#### [Short problem A]
In the article on the Army's call for BRAC, what percentage of excess infrastructure does Halverson say the Army currently has?

──────── Document text ────────

Army installations chief: ‘We need a BRAC’

Tuesday, April 21, 2015

The Army’s top installation officer continued the Army’s call for Base Realignment and Closure (BRAC) to optimize resources and get rid of excess infrastructure. 

“We are on record as saying we need a BRAC [Base Realignment and Closure],” Lt. Gen. David Halverson, the commander of U.S. Army Installation Management Command and assistant chief of staff for installation management, said April 21. 

“BRAC is a four-letter word,” said Halverson, speaking at an Association of the United States Army Institute of Land Warfare breakfast. “It has bad connotations to everyone, and we know that better than anyone.” 

However, the Army is drawing down its forces from 562,000 soldiers to 490,000, and then to 450,000.  The Army cannot get smaller and “still keep the lights and water on for those infrastructures,” Halverson said. 

At the very least, a quantitative analysis of Army installations is called for, Halverson said. “Let the numbers speak for themselves, so we can get the emotions out of it.” 

Halverson said the Army currently has an 18 percent excess in infrastructure, and the number will continue to grow as the Army gets smaller. 

That excess “translates into a half a billion dollars a year” in unnecessary spending for the Army, Halverson said.

──────── Given data ────────

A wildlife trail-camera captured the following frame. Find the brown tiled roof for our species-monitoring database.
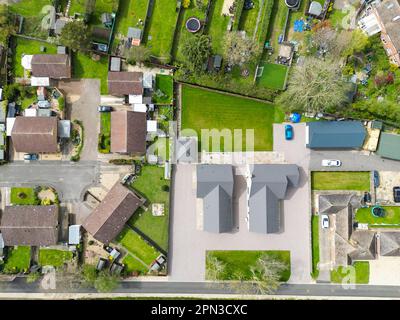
[32,54,71,79]
[376,0,400,51]
[108,71,143,96]
[111,111,147,154]
[83,181,142,244]
[11,117,58,153]
[0,205,58,246]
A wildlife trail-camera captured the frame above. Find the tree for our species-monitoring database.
[128,46,151,64]
[182,35,211,73]
[224,32,259,66]
[278,57,349,113]
[250,254,288,294]
[60,20,90,52]
[206,253,226,281]
[94,271,120,292]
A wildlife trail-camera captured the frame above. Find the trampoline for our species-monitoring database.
[371,206,385,218]
[186,17,201,33]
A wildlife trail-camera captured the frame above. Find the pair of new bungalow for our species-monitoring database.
[197,164,300,234]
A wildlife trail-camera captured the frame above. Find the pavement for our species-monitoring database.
[0,161,98,202]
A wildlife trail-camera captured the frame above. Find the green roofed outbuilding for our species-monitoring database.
[377,132,400,160]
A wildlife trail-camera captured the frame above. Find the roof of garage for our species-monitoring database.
[307,121,366,149]
[377,132,400,160]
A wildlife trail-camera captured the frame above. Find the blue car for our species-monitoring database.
[285,124,293,140]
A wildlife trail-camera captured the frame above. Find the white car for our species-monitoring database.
[322,159,342,167]
[321,214,329,229]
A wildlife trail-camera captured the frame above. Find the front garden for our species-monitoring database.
[182,86,284,151]
[311,171,370,191]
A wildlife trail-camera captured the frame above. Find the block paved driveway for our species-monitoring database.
[169,125,312,283]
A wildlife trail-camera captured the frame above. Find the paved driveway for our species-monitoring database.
[59,79,100,161]
[0,161,98,202]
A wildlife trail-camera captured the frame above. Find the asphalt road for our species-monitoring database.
[0,278,400,298]
[0,161,98,202]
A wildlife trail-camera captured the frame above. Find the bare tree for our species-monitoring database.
[278,58,349,113]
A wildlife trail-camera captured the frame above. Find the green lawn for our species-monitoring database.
[128,166,170,251]
[3,246,31,273]
[72,52,108,94]
[144,0,178,62]
[116,228,160,266]
[11,188,39,205]
[258,63,289,90]
[174,0,208,62]
[355,206,400,228]
[39,249,73,267]
[206,250,290,282]
[115,0,149,36]
[153,74,174,104]
[331,261,369,284]
[99,112,111,153]
[311,171,370,191]
[13,37,57,78]
[122,254,149,274]
[207,0,229,54]
[9,0,53,17]
[182,86,284,151]
[311,215,319,279]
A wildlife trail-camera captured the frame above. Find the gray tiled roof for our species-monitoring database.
[197,165,233,233]
[249,164,300,233]
[307,121,366,149]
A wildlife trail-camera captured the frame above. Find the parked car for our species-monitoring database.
[374,170,380,188]
[285,124,293,140]
[24,153,39,161]
[322,159,342,167]
[393,187,400,202]
[97,106,112,112]
[321,214,329,229]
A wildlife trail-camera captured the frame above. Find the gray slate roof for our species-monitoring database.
[249,164,300,233]
[197,164,233,233]
[307,121,366,149]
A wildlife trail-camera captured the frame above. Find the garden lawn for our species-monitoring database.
[174,0,208,62]
[258,63,289,90]
[356,206,400,228]
[39,249,73,267]
[115,0,149,36]
[116,228,159,266]
[128,166,170,251]
[331,261,369,284]
[13,37,57,78]
[143,0,178,62]
[72,52,108,95]
[99,112,111,153]
[3,246,31,273]
[206,250,290,282]
[153,74,174,104]
[11,188,38,205]
[9,0,53,17]
[122,254,149,274]
[311,171,370,191]
[206,0,229,55]
[182,86,284,151]
[311,215,319,279]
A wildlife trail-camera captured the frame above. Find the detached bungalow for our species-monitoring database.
[83,181,144,244]
[111,111,146,155]
[31,54,71,79]
[306,121,366,149]
[0,205,58,246]
[11,117,58,153]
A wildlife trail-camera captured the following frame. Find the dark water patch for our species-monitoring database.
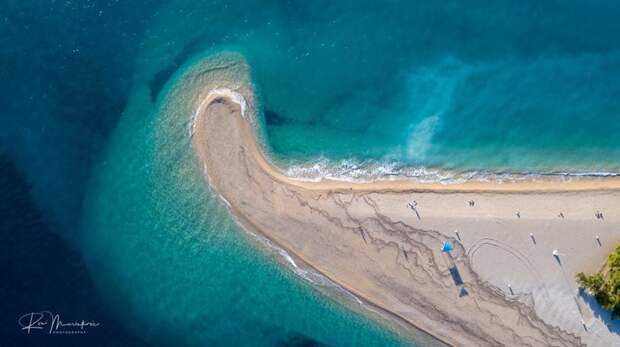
[149,40,202,101]
[278,334,327,347]
[0,1,158,236]
[0,157,146,346]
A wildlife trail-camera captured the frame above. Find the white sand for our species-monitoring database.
[192,56,620,346]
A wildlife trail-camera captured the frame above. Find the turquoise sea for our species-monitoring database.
[0,0,620,346]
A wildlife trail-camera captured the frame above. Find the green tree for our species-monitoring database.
[576,246,620,319]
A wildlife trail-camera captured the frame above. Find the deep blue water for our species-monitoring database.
[0,0,620,345]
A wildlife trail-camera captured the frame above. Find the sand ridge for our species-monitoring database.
[192,55,620,346]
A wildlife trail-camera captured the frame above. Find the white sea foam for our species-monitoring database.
[283,158,620,184]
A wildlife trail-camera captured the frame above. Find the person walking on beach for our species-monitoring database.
[407,200,421,219]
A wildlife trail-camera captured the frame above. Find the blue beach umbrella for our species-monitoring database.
[441,241,454,253]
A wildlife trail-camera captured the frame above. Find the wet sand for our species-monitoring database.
[190,56,620,346]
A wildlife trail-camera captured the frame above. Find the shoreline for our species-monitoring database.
[190,55,620,346]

────────

#### [Short problem B]
In the records, take the lines from the one containing "A wildlife trail-camera captured the frame above. Find the wet" through the end of the records. Switch "shoreline" to "coastline" and write out only those lines, with everything else unchanged.

#### [Response A]
18 percent

#### [Response B]
A wildlife trail-camera captured the frame above. Find the wet sand for our species-monitoring database.
[190,56,620,346]
A wildlife trail-camera captured the frame above. Find the coastline for our species-monitoring database.
[190,55,620,346]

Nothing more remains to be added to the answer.